### Short exercise
Substitute "water stain" for "plaster patch" throughout the records below and reproduce the lines with nothing else changed.

(Coordinate annotation records)
↓↓↓
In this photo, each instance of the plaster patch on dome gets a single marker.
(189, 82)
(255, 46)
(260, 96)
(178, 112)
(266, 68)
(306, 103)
↑↑↑
### Response to this exercise
In this photo, each instance of the water stain on dome gets a single marker.
(189, 82)
(255, 46)
(260, 96)
(178, 112)
(266, 68)
(306, 103)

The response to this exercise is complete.